▸ **WHAT YOU ARE ASKED TO DO**: Repeat everything from "This is not" down to "the human condition." in the passage below on mental gardening, word for word.

Weed the garden. Even the tiniest sprout of hate or whatever is pulling us down needs to be ripped out. The enemy is not a person or a government or a group. The enemy is the malicious thoughts that come to all of us, often prompted by malicious actors. Don’t give these thoughts a place to sprout. No one is naturally hateful or dishonest. No one is naturally hazy in their thinking. Being mentally drunk is not a normal state. When we can detect and master mental attacks and find peace, the world will be closer to peace, too.
This process of mental gardening helps defend the world from evil because it strips evil from agency on a practical level, and it does so more effectively than all the fulminations about evil people and groups that are flooding social media, college campuses and the streets of the world right now.
This is not to say there are not people out there who are determined to do evil for the sake of power or money or some other misguided goal. Indeed there are. The worst of them are the people who try to mesmerize you and tell you they are actually doing good, or that you have no choice and just need to accept reality and let evil run its course. These people love to divide and conquer. Don’t let them. The hate and fear we may feel are not ours. Focus on practicing the moral law. There’s much beyond moral law – there’s a whole world of spiritual law to understand and practice – but morality is a good place to start. The progress we make is then made for the entire world, and a little more confidence, a little more grace, is entered into the human condition.

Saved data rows

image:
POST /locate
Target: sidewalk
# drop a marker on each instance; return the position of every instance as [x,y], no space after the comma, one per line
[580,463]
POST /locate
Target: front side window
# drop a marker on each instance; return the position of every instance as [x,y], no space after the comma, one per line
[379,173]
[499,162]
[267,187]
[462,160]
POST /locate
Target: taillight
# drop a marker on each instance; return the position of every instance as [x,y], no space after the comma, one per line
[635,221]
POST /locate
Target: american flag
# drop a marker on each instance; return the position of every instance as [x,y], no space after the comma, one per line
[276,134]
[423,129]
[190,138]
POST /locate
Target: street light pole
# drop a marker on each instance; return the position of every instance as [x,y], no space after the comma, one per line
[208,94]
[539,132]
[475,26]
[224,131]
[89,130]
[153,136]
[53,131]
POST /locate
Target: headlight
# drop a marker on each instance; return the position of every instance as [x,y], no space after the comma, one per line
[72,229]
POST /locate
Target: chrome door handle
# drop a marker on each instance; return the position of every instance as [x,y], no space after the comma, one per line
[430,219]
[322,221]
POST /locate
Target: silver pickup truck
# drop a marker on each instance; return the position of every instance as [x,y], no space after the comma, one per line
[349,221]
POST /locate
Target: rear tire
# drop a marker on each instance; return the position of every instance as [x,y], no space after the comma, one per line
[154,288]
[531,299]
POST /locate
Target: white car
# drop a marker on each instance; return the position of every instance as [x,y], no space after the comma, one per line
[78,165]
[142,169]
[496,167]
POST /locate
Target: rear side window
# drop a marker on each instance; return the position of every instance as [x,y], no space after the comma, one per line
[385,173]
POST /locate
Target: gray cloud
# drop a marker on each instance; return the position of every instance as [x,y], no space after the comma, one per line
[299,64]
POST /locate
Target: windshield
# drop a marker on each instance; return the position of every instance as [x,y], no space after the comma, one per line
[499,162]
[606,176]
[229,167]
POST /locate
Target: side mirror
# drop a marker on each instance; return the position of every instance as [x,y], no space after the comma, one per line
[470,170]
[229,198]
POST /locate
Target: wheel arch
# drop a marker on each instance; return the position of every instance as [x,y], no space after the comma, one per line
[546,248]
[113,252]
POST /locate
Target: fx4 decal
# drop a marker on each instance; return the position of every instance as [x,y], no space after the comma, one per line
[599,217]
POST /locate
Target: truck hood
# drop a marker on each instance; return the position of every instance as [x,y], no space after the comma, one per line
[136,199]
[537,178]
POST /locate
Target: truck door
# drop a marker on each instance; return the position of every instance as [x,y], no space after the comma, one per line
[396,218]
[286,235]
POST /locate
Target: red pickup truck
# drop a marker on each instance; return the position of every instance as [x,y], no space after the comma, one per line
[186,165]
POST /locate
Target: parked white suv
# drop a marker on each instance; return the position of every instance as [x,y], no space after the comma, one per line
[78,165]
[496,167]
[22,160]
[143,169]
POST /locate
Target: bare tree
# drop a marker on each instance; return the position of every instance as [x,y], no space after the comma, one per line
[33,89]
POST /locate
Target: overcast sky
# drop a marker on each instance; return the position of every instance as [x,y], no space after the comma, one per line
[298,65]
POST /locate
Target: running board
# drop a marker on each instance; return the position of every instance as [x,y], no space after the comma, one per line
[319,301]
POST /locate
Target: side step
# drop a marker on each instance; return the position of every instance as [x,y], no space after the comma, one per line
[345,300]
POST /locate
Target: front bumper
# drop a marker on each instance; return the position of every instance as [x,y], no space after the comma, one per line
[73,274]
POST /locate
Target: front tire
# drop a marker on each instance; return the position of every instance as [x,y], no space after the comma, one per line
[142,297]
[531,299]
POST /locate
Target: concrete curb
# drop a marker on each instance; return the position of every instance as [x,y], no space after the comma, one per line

▸ **RESPONSE AREA**:
This is not to say there are not people out there who are determined to do evil for the sake of power or money or some other misguided goal. Indeed there are. The worst of them are the people who try to mesmerize you and tell you they are actually doing good, or that you have no choice and just need to accept reality and let evil run its course. These people love to divide and conquer. Don’t let them. The hate and fear we may feel are not ours. Focus on practicing the moral law. There’s much beyond moral law – there’s a whole world of spiritual law to understand and practice – but morality is a good place to start. The progress we make is then made for the entire world, and a little more confidence, a little more grace, is entered into the human condition.